## Try it
Print every line of the listing below verbatim, leaving out the pictures.

*** Material for the task ***

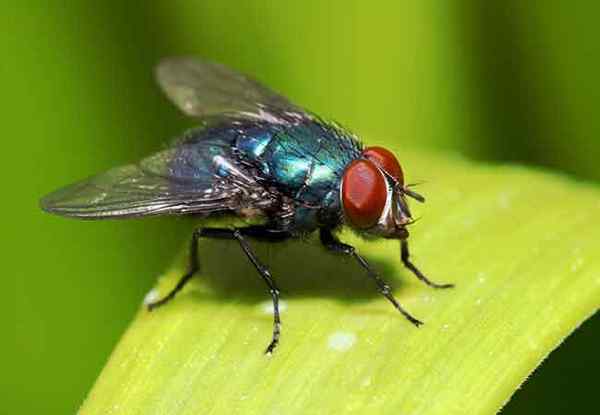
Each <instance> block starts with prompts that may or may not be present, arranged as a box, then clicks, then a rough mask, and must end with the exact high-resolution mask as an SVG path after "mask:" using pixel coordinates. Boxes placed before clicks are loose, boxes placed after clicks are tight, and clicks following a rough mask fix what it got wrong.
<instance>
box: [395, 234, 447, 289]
mask: <svg viewBox="0 0 600 415" xmlns="http://www.w3.org/2000/svg"><path fill="white" fill-rule="evenodd" d="M400 251H401V252H400V257H401V258H402V263H403V264H404V266H405V267H406V268H408V269H409V270H410V271H411V272H412V273H413V274H415V276H416V277H417V278H418V279H420V280H421V281H423V282H424V283H425V284H427V285H429V286H430V287H433V288H452V287H454V284H438V283H435V282H433V281H431V280H430V279H429V278H427V277H426V276H425V275H424V274H423V273H422V272H421V271H420V270H419V268H417V267H416V266H415V265H414V264H413V263H412V262H411V261H410V251H409V250H408V241H407V240H406V239H402V241H401V242H400Z"/></svg>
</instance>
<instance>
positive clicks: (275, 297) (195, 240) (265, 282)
mask: <svg viewBox="0 0 600 415" xmlns="http://www.w3.org/2000/svg"><path fill="white" fill-rule="evenodd" d="M246 236H247V237H251V238H256V239H261V240H266V241H270V242H277V241H282V240H285V239H287V238H289V237H290V236H291V235H290V234H289V233H288V232H284V231H278V230H272V229H269V228H266V227H263V226H249V227H246V228H235V229H225V228H203V229H197V230H196V231H194V234H193V235H192V242H191V244H190V268H189V270H188V272H187V273H186V274H185V275H184V276H183V277H181V279H180V280H179V282H178V283H177V285H176V286H175V288H173V289H172V290H171V292H170V293H169V294H167V295H166V296H165V297H164V298H162V299H161V300H159V301H157V302H155V303H152V304H149V305H148V309H149V310H152V309H154V308H156V307H158V306H160V305H163V304H165V303H166V302H168V301H169V300H171V299H173V297H175V294H177V292H179V291H180V290H181V289H182V288H183V287H184V286H185V284H186V283H187V282H188V281H189V279H190V278H191V277H192V275H193V274H194V273H195V272H196V271H197V270H198V239H200V238H212V239H235V240H237V241H238V243H239V244H240V247H241V248H242V250H243V251H244V253H245V254H246V256H247V257H248V259H249V260H250V262H252V265H254V268H256V270H257V271H258V273H259V274H260V276H261V278H262V279H263V281H265V283H266V284H267V287H268V288H269V293H270V294H271V298H272V299H273V335H272V338H271V342H270V343H269V345H268V346H267V349H266V350H265V353H267V354H271V353H272V352H273V350H274V349H275V347H276V346H277V344H278V343H279V337H280V335H281V319H280V317H279V288H277V285H276V284H275V281H274V280H273V277H272V276H271V273H270V272H269V270H268V269H267V267H265V266H264V265H263V264H262V263H261V262H260V261H259V259H258V258H257V257H256V254H255V253H254V251H253V250H252V248H251V247H250V245H249V244H248V241H246V238H245V237H246Z"/></svg>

*** End of Material for the task ***

## Solution to this problem
Each <instance> block starts with prompts that may or may not be present, arranged as a box, then clicks, then a rough mask, and must end with the exact high-resolution mask as an SVG path after "mask:" using pixel coordinates. Boxes placed before clicks are loose, boxes placed after clicks are tight, and clicks following a rough mask fix what it got wrong.
<instance>
box: [395, 234, 447, 289]
mask: <svg viewBox="0 0 600 415" xmlns="http://www.w3.org/2000/svg"><path fill="white" fill-rule="evenodd" d="M400 251H401V252H400V257H401V258H402V263H403V264H404V266H405V267H406V268H408V269H409V270H410V271H411V272H412V273H413V274H415V276H416V277H417V278H418V279H420V280H421V281H423V282H424V283H425V284H427V285H429V286H430V287H433V288H452V287H454V284H438V283H435V282H433V281H431V280H430V279H429V278H427V277H426V276H425V275H424V274H423V273H422V272H421V271H420V270H419V268H417V267H416V266H415V265H414V264H413V263H412V262H411V261H410V251H409V250H408V241H407V240H406V239H402V241H401V242H400Z"/></svg>
</instance>
<instance>
positive clicks: (275, 297) (195, 240) (265, 282)
mask: <svg viewBox="0 0 600 415" xmlns="http://www.w3.org/2000/svg"><path fill="white" fill-rule="evenodd" d="M246 236H247V237H251V238H256V239H261V240H266V241H270V242H277V241H282V240H285V239H287V238H289V237H290V236H291V235H290V234H289V233H288V232H284V231H278V230H272V229H269V228H266V227H263V226H249V227H246V228H235V229H225V228H203V229H197V230H196V231H194V234H193V235H192V242H191V244H190V268H189V270H188V272H187V273H186V274H185V275H184V276H183V277H181V279H180V280H179V282H178V283H177V285H176V286H175V288H173V289H172V290H171V292H170V293H169V294H167V295H166V296H165V297H164V298H162V299H161V300H159V301H157V302H155V303H152V304H149V305H148V309H149V310H152V309H154V308H156V307H158V306H160V305H163V304H165V303H166V302H168V301H169V300H171V299H173V297H175V294H177V292H179V291H180V290H181V289H182V288H183V287H184V286H185V284H186V283H187V282H188V281H189V279H190V278H191V277H192V275H193V274H194V273H195V272H196V271H197V270H198V239H200V238H212V239H235V240H237V241H238V243H239V244H240V247H241V248H242V250H243V251H244V253H245V254H246V256H247V257H248V259H249V260H250V262H252V265H254V268H256V270H257V271H258V273H259V274H260V276H261V278H262V279H263V281H265V283H266V284H267V287H268V288H269V293H270V294H271V298H272V299H273V335H272V338H271V342H270V343H269V345H268V346H267V349H266V350H265V353H267V354H271V353H272V352H273V350H274V349H275V347H276V346H277V344H278V343H279V337H280V335H281V319H280V317H279V288H277V285H276V284H275V281H274V280H273V277H272V276H271V273H270V272H269V270H268V269H267V267H265V266H264V265H263V264H262V263H261V262H260V261H259V259H258V258H257V257H256V254H255V253H254V251H253V250H252V248H251V247H250V245H249V244H248V241H246V238H245V237H246Z"/></svg>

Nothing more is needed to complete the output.